• TASK LIST
A – In one to three sentences, please explain why the author of the column on reading the Bible keeps returning to the Bible as a subject.
B – Write a continuation of the column on reading the Bible with the Office of Readings, picking up right after its final sentence.

• SELECTION
===
From the Editor Emeritus / John F. Fink
Reading the Bible with the Office of Readings
If anyone out there has been a long-time reader of this column, he or she will know that I frequently write about the Bible. Through the years, I’ve had series of columns about Jesus in the Gospels, biblical women, the psalms and Jesus’ parables, among other topics.
Well, I’m about to do it again. The reason I keep returning to the Bible is simple—because of its importance to the Church. It is, after all, the word of the Lord.
That is what Pope Benedict XVI called his apostolic exhortation on the Bible—“Verbum Domini”—issued in 2010 after the 2008 meeting of the Synod of Bishops on the topic, “The Word of God in the Life and the Mission of the Church.”
In that exhortation, Pope Benedict said, “I wish once more to encourage all the people of God, pastors, consecrated persons and the laity to become increasingly familiar with the sacred Scriptures. We must never forget that all authentic and living Christian spirituality is based on the word of God proclaimed, accepted, celebrated and meditated upon in the Church” (#121).
Among the many things the pope did in that exhortation was to encourage efforts to acquaint the people of God with the Liturgy of the Hours. That is what gave me the idea for my next series of columns.
The Office of Readings is part of the Liturgy of the Hours. It consists of a hymn, three psalms or sections of psalms with appropriate antiphons, and a verse. After that come two readings, and the first of them is always an extended biblical reading.
===
• DATA EXCERPTS
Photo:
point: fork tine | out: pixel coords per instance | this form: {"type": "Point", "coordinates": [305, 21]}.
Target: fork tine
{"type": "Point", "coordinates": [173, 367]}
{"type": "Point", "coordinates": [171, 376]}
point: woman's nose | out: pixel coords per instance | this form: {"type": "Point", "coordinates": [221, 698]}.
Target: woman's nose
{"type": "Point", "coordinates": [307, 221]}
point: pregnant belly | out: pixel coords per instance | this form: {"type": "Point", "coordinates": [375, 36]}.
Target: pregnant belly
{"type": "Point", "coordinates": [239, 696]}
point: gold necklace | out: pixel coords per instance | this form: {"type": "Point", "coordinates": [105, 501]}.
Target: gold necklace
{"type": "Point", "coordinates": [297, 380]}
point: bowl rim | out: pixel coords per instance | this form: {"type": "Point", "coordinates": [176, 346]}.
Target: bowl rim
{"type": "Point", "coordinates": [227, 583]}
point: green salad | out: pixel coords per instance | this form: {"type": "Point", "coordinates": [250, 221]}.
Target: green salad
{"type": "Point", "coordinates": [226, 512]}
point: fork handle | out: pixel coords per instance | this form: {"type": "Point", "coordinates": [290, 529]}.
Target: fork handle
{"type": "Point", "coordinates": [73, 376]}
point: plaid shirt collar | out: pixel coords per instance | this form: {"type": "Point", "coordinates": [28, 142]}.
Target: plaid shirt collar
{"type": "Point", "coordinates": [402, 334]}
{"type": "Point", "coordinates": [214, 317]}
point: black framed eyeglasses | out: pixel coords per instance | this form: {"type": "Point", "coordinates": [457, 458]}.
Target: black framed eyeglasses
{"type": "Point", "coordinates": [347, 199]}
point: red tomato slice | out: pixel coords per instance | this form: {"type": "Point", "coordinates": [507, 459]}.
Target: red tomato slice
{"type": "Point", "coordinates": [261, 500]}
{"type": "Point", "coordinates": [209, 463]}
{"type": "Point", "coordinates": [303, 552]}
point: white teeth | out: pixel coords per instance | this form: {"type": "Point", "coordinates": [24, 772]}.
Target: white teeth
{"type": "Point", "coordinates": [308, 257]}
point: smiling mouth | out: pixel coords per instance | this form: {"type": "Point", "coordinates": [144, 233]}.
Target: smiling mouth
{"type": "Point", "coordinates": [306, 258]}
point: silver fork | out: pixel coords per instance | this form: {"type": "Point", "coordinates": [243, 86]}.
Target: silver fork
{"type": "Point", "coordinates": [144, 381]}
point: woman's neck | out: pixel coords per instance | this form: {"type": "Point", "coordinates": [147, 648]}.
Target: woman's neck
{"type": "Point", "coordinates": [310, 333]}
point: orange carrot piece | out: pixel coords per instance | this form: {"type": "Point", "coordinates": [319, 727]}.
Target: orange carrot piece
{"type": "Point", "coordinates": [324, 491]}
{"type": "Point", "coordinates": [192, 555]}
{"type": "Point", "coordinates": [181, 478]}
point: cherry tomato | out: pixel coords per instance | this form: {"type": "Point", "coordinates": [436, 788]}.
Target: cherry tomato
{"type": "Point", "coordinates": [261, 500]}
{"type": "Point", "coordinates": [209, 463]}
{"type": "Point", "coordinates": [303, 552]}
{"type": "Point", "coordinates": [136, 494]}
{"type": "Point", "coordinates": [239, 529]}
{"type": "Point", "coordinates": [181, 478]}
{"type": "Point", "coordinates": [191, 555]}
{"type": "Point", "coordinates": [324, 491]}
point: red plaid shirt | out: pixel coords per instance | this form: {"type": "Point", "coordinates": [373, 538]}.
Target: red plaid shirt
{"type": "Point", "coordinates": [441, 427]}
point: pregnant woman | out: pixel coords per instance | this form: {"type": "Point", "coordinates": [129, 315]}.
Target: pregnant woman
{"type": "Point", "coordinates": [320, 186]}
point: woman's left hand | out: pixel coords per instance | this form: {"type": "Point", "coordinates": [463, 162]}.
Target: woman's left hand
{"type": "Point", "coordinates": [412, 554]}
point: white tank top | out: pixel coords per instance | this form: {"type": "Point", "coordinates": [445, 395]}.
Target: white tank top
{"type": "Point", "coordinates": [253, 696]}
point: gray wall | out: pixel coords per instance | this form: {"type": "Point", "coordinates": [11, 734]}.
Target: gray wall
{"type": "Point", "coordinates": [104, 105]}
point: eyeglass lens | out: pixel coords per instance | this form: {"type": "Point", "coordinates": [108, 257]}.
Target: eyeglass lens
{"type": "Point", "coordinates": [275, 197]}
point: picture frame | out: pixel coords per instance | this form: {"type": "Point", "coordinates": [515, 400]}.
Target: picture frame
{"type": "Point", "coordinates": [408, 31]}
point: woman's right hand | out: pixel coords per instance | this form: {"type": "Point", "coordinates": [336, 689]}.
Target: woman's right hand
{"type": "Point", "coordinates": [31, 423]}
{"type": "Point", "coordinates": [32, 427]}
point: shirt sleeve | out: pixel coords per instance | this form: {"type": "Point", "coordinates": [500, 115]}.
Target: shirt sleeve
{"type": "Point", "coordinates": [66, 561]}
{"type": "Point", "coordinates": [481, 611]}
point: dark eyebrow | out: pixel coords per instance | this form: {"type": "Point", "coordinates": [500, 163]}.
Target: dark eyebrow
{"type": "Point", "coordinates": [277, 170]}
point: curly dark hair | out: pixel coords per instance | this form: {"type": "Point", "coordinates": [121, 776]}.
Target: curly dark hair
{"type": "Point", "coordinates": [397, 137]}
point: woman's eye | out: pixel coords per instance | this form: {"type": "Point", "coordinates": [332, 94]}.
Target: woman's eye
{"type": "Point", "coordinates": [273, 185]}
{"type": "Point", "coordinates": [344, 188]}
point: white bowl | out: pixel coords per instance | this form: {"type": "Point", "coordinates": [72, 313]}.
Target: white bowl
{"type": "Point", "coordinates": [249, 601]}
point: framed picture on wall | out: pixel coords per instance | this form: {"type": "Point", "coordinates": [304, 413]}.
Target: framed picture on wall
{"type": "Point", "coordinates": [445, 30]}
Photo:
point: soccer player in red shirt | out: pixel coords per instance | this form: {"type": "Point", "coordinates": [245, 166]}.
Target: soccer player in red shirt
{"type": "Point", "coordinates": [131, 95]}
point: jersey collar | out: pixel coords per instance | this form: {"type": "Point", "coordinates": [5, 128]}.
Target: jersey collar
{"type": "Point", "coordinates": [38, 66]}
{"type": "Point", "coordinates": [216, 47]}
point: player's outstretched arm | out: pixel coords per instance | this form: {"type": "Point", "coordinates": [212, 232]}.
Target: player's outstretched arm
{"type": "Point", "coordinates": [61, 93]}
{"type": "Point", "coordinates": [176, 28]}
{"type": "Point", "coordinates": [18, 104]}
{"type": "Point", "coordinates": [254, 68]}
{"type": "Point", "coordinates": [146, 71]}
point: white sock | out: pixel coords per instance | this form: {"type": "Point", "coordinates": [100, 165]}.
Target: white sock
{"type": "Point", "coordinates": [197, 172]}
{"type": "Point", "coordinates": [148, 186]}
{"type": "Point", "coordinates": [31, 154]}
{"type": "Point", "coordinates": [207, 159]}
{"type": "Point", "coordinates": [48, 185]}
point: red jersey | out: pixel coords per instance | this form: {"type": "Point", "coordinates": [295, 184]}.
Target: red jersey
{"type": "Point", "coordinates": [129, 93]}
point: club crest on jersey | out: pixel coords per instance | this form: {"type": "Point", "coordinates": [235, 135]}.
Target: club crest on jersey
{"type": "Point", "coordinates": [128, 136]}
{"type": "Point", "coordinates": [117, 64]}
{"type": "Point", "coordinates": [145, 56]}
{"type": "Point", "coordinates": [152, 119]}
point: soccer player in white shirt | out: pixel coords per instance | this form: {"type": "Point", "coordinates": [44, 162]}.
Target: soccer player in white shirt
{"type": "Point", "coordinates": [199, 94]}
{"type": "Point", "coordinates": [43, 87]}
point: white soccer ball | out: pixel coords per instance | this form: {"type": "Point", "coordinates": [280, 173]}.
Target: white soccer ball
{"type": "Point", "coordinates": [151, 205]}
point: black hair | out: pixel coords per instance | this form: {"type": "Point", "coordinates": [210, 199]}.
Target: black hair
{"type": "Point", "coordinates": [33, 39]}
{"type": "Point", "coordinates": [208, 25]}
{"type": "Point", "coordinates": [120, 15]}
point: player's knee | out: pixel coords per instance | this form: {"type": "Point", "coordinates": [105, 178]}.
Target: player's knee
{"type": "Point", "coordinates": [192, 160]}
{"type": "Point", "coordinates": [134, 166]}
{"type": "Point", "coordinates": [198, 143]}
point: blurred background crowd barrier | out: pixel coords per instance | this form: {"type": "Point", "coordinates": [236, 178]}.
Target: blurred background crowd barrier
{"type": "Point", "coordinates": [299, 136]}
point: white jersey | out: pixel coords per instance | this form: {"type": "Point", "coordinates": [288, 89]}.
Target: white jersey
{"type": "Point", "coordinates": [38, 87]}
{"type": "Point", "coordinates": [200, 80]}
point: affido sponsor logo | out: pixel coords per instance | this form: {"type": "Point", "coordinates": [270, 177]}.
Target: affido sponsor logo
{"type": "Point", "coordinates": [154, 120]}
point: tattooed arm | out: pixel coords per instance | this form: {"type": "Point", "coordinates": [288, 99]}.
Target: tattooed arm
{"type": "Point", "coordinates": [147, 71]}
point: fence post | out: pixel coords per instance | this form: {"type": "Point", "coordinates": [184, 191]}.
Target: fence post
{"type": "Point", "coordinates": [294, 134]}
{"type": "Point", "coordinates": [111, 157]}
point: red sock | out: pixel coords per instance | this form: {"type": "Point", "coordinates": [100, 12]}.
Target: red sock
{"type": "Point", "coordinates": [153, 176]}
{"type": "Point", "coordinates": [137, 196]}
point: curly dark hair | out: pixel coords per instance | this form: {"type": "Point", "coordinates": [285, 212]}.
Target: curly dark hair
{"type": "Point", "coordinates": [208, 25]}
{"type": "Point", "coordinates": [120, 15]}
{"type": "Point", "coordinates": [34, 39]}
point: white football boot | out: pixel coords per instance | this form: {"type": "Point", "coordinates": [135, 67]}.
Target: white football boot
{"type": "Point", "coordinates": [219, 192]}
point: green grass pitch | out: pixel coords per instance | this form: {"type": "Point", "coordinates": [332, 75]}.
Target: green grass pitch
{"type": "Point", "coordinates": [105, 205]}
===
• TASK-BY-TASK RESULTS
A – The author keeps coming back to the Bible because of its importance to the Church. As the column puts it, the Bible is the word of the Lord.

B –
I decided that, if the Church considers those biblical readings to be important enough to include them in its official liturgy, I should try to make them more familiar to my readers. Of course, the Church also includes biblical readings in the Mass, also part of its official liturgy, but the readings in the Office of Readings are different from those in the Mass.
As it happens, as a general rule the Office of Readings devotes a full week to readings from a particular book of the Bible. This week, for example, the 24th week in Ordinary Time, the readings are from the Book of Ezekiel. When I begin the series next week, I’ll write about the readings coming up during the following week and that happens to be St. Paul’s Letter to the Philippians.
As you can see, the readings move back and forth between the Old and New Testaments. Furthermore, some of the books are deemed so important that more than one week is devoted to them. That is true mainly for the Book of Isaiah, which is read throughout Advent. Four weeks are devoted to Revelation after Easter, and three weeks to Exodus during Lent.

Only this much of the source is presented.